Your task:
In the items from the line containing "on the blue" through the end of the items, inclusive, rename each "gymnasium" to "gym" and reproduce those lines with nothing else altered.

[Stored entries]
## start
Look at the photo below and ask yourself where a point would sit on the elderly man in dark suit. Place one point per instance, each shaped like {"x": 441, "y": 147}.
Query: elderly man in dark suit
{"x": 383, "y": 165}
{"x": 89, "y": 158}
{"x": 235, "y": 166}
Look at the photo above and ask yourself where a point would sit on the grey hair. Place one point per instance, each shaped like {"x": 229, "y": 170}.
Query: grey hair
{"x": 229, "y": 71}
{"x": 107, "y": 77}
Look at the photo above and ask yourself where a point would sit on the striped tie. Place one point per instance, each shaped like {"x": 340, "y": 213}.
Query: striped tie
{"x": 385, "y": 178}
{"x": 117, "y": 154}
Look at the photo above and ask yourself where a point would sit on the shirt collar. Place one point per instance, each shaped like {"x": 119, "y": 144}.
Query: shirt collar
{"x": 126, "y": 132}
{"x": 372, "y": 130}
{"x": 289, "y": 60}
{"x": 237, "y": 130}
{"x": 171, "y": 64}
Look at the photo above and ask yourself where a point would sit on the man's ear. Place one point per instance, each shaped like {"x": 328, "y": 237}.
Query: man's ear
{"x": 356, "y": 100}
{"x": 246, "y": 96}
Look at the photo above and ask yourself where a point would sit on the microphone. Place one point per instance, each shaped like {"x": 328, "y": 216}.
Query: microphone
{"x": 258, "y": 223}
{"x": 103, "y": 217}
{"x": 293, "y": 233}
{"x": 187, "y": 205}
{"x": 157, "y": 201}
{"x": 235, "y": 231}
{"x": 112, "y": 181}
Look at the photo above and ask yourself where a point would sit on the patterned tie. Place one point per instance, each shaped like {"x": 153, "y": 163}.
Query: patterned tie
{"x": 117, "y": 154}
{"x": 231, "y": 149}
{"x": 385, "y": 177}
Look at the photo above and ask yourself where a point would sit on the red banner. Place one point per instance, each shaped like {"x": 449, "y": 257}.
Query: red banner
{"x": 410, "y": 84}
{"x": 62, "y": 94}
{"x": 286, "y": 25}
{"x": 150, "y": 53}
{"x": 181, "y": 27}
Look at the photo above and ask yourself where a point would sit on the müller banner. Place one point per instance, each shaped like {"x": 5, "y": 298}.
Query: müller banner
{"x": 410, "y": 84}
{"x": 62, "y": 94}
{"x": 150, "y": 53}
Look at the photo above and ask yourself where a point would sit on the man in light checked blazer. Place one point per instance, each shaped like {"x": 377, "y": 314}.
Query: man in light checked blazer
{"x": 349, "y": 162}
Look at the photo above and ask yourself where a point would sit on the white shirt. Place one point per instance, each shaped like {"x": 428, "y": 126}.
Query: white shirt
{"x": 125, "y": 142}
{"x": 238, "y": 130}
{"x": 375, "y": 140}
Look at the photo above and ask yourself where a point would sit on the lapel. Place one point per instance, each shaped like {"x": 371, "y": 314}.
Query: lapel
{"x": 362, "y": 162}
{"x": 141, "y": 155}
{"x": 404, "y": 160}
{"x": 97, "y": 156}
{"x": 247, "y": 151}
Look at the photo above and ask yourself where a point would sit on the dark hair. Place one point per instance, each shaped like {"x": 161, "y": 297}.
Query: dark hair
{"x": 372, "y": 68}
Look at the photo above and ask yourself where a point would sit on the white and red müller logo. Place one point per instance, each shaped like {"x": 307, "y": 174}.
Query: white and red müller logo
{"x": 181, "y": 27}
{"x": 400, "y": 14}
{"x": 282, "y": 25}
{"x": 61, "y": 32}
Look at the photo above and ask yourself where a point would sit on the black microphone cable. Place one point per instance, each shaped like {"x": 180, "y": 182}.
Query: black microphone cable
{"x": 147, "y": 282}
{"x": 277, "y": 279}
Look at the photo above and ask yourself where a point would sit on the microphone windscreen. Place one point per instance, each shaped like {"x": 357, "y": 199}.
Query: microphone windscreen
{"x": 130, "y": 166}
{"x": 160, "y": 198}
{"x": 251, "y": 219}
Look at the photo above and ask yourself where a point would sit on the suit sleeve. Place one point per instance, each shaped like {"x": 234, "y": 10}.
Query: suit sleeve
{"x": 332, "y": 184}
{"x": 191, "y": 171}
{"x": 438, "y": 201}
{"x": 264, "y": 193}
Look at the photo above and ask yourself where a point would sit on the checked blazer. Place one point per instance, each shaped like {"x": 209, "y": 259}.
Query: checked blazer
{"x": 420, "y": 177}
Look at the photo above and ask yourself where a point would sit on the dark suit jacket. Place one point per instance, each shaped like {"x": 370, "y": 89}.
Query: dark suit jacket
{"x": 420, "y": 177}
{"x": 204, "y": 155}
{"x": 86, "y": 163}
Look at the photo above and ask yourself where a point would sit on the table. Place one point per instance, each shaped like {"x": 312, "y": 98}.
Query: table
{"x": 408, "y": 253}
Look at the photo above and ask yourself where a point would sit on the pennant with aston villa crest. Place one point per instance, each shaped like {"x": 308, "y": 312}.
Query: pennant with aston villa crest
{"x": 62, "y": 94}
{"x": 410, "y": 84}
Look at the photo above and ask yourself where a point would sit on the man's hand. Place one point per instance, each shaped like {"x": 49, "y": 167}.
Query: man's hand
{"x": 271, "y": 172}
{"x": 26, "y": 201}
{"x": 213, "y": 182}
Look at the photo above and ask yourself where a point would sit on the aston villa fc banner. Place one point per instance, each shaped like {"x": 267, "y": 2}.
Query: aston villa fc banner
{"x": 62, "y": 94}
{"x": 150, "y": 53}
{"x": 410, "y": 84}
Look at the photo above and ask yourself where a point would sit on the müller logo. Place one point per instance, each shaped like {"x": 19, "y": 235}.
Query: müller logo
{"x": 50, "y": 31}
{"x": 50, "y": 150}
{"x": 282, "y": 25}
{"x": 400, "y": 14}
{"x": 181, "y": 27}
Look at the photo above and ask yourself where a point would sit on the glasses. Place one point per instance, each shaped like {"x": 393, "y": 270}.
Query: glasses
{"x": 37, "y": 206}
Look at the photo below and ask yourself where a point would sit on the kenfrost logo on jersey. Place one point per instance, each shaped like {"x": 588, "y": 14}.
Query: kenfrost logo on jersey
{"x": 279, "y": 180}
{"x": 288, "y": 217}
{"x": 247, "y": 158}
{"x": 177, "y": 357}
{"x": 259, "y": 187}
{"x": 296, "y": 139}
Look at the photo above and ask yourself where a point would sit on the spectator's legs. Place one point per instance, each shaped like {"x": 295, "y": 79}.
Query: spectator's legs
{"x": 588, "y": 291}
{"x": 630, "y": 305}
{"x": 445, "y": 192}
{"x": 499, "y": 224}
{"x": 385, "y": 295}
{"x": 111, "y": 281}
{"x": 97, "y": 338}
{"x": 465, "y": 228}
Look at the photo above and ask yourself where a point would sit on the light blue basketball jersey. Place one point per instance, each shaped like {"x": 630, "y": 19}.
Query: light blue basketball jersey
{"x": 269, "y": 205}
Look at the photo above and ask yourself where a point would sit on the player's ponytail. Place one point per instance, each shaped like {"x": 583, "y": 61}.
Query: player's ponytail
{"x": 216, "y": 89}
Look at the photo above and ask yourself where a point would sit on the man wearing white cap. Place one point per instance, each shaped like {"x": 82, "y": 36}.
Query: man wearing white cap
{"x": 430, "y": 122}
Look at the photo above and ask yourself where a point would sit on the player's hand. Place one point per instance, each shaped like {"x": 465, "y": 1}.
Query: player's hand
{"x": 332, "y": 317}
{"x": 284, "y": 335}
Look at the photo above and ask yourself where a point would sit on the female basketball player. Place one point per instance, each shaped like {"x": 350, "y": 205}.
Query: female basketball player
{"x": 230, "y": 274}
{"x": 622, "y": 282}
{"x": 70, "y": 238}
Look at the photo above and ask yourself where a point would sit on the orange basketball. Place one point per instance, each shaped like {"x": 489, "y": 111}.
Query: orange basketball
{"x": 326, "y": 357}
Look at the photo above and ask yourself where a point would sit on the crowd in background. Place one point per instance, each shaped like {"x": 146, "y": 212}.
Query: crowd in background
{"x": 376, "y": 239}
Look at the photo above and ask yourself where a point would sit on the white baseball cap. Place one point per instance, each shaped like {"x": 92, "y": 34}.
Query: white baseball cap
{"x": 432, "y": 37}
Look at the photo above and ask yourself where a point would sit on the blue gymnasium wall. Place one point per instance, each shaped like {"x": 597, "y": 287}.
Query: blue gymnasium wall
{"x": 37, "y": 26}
## end
Output for this exercise:
Look at the photo above and ask yourself where a point would sit on the blue gym wall. Place one point per instance, each shaped like {"x": 597, "y": 287}.
Query: blue gym wall
{"x": 37, "y": 26}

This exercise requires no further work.